- TASK INSTRUCTIONS -
In the records below, locate the line containing "Expected: one marker per instance of the yellow warning", then output that line and all later lines exactly, through the last one.

- DATASET CONTENT -
──────────

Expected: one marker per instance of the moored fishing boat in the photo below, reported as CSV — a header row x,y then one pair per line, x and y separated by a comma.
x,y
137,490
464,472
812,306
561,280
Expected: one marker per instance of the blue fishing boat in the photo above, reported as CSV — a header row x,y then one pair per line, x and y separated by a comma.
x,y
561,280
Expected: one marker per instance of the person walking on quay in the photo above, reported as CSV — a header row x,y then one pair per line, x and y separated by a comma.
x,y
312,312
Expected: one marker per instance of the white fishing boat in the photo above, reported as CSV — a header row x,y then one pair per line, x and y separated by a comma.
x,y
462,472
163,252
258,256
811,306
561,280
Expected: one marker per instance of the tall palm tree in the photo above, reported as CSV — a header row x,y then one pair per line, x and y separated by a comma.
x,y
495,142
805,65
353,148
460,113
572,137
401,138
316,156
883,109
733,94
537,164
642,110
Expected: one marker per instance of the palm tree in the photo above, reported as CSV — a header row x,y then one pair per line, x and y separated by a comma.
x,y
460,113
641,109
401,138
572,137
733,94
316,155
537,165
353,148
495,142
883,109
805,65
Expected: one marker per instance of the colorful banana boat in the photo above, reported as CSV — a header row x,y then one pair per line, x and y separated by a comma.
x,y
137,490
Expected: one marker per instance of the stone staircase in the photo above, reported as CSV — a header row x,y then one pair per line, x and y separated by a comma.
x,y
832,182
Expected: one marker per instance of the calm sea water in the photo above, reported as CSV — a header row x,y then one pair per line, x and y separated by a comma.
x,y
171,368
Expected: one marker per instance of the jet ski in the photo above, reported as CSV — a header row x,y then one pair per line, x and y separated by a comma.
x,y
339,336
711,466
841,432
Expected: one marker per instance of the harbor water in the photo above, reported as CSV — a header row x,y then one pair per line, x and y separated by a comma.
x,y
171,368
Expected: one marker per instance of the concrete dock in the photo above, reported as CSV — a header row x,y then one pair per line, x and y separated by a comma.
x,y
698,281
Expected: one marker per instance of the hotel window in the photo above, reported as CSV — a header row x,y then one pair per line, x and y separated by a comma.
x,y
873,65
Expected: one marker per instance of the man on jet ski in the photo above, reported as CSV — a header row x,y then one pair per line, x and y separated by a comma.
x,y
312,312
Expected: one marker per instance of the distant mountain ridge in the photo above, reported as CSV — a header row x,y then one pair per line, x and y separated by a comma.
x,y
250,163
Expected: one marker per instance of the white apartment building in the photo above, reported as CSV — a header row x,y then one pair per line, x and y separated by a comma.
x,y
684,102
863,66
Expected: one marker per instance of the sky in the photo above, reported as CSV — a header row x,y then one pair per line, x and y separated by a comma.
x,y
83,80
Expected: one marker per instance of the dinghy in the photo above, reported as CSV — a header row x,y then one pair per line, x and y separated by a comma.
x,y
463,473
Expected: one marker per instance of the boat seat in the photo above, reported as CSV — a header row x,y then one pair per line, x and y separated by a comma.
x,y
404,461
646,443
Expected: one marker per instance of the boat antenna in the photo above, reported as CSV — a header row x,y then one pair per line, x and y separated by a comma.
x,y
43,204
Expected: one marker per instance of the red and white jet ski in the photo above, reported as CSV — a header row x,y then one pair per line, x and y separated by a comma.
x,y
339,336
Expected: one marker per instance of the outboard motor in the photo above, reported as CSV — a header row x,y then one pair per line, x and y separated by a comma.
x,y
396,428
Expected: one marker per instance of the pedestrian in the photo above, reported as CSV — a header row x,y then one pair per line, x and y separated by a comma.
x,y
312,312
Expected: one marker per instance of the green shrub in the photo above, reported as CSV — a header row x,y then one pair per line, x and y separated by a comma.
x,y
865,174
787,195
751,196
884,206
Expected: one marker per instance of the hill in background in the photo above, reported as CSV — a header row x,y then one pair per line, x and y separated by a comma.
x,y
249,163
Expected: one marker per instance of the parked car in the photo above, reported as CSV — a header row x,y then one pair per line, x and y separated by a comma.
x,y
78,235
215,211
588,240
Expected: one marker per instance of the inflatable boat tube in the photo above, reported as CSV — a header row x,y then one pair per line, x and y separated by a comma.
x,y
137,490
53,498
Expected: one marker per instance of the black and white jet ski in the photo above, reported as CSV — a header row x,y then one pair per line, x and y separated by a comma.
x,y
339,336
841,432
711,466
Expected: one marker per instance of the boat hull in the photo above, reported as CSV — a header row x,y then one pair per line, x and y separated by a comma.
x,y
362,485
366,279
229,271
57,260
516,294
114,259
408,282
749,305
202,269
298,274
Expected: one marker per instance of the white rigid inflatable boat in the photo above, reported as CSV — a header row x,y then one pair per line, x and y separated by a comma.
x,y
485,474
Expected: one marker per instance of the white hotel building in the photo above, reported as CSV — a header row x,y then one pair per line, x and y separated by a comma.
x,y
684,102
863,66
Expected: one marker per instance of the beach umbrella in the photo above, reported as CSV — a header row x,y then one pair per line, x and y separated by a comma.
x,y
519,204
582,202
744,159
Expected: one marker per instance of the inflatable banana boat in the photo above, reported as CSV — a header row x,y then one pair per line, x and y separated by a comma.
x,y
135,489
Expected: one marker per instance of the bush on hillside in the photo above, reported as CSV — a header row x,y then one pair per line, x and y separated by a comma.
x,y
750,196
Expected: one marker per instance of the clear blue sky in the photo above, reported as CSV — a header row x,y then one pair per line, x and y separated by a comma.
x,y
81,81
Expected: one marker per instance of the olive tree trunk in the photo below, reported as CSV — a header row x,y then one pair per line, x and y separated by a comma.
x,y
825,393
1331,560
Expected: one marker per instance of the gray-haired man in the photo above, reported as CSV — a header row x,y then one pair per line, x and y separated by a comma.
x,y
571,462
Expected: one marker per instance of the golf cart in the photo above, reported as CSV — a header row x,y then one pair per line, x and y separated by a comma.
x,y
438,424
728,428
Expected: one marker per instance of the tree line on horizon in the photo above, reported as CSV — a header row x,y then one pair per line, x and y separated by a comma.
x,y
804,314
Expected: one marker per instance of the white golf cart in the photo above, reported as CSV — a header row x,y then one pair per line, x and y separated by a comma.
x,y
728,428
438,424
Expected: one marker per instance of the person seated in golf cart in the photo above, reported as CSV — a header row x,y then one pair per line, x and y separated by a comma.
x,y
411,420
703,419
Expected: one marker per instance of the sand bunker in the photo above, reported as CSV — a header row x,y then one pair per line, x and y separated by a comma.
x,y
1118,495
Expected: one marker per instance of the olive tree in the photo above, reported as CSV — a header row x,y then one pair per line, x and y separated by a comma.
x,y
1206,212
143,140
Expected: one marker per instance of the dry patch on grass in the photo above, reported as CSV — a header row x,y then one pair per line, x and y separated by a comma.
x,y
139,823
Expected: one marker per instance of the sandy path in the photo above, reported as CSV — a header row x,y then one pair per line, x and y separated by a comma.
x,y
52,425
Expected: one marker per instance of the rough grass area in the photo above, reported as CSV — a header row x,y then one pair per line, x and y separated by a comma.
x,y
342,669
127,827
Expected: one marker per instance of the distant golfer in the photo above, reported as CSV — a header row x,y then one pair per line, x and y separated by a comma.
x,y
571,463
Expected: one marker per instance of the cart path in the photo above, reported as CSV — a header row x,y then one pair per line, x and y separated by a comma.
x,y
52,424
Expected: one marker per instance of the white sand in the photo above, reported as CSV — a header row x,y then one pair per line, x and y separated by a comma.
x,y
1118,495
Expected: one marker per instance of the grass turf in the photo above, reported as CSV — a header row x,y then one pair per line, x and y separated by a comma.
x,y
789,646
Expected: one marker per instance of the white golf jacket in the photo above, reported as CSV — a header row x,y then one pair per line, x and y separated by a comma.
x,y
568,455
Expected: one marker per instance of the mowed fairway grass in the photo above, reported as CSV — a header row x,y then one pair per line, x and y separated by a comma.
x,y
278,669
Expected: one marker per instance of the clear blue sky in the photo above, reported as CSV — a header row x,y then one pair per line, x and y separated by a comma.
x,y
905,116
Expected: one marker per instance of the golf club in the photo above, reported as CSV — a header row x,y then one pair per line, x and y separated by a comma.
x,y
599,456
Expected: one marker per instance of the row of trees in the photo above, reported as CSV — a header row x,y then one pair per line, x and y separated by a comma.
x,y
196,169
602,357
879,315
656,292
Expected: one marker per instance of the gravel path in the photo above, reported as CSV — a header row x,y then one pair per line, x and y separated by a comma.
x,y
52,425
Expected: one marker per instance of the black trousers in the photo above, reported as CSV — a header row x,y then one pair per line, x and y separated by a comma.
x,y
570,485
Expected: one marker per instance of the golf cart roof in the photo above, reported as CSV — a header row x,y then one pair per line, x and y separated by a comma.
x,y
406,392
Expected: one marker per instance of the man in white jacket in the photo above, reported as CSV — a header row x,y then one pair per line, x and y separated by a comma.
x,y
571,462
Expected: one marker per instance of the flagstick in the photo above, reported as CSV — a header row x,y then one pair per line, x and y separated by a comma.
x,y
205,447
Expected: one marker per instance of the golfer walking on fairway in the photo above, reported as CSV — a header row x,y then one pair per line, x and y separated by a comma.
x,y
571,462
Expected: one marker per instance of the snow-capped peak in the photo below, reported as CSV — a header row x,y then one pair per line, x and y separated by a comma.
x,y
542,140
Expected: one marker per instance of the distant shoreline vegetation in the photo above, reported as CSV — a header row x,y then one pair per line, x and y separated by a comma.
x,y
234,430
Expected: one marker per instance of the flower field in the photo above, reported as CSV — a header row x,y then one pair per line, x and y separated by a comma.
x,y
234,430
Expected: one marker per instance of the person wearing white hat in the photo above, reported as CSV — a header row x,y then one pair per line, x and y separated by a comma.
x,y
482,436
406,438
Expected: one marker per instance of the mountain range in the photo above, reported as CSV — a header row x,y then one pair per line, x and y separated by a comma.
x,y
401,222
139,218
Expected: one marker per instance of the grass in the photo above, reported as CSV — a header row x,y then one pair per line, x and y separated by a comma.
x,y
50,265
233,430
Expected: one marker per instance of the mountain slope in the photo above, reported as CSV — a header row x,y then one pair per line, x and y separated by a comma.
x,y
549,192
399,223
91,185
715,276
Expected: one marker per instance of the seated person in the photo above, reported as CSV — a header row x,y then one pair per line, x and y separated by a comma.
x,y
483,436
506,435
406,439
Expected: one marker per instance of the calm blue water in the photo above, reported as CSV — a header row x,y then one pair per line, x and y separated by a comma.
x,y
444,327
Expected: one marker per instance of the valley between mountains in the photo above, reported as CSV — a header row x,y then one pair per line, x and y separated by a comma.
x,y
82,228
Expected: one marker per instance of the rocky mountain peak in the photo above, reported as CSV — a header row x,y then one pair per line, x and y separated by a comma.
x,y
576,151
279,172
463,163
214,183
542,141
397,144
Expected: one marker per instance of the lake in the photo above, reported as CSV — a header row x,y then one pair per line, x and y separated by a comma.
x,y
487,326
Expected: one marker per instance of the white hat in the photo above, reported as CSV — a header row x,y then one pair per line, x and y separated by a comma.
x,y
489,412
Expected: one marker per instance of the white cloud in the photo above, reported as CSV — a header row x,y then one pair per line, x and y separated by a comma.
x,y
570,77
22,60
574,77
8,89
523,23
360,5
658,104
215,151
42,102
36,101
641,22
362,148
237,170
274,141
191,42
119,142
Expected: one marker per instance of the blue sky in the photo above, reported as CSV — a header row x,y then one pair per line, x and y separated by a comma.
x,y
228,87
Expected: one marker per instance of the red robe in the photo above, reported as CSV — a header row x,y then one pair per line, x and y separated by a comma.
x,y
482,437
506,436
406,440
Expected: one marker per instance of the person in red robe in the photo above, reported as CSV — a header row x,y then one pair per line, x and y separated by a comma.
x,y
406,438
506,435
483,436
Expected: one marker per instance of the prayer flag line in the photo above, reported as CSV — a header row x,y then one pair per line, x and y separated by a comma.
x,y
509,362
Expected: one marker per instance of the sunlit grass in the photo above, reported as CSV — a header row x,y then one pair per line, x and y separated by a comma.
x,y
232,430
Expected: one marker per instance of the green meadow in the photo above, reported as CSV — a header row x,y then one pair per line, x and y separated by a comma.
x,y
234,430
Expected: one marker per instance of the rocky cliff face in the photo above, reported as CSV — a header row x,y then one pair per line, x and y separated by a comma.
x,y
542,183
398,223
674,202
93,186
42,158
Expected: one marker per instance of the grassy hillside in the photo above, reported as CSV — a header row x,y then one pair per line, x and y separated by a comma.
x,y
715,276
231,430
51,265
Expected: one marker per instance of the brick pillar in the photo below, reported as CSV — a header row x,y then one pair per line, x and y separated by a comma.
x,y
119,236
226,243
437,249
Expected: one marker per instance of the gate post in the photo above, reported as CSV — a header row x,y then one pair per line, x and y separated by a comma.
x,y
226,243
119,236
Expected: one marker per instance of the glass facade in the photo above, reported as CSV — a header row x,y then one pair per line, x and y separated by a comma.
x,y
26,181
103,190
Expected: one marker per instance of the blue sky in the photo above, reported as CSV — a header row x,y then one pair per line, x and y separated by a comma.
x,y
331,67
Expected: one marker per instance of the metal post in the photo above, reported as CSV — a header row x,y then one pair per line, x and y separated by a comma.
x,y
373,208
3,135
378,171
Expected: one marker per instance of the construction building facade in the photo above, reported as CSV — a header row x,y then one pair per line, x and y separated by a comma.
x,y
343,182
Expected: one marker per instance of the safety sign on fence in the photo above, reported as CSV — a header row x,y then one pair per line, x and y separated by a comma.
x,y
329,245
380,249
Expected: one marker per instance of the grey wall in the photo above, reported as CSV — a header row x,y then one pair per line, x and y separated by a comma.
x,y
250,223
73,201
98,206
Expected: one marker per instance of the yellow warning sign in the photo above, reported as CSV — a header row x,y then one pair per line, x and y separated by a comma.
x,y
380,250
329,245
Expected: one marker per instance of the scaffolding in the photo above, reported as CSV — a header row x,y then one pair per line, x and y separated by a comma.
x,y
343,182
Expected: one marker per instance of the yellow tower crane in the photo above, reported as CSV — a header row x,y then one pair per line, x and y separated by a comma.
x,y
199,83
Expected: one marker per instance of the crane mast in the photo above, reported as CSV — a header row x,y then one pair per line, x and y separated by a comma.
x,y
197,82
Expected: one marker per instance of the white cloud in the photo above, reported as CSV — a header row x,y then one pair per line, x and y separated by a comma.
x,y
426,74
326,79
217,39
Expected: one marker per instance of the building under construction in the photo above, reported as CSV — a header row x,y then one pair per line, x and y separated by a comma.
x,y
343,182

──────────

- IN RESPONSE -
Expected: one marker per instance of the yellow warning sign in the photo above, reported as CSV — a header row x,y then one pair per line, x and y separated by a comma.
x,y
380,250
329,245
Expected: one marker per instance of the scaffolding in the photo above, reported as CSV — a header row x,y then one pair per line, x and y separated by a comma.
x,y
343,182
Expected: one marker per instance of the yellow tower crane in the photo above, reported as CSV — a header row x,y then one pair per line, x and y separated by a comma.
x,y
199,83
Expected: one marker per instance of the crane mast in the photo above, reported as CSV — a header row x,y then one pair per line, x and y separated by a comma.
x,y
197,82
Expected: one marker per instance of the white cloud in the photo above, reported as CSV — a header row x,y then one pair per line, x and y separated by a comma.
x,y
426,74
326,79
217,39
Expected: one marker per instance of the building under construction in the photo above, reported as CSV — a header row x,y then one pair per line, x and y separated by a comma.
x,y
343,182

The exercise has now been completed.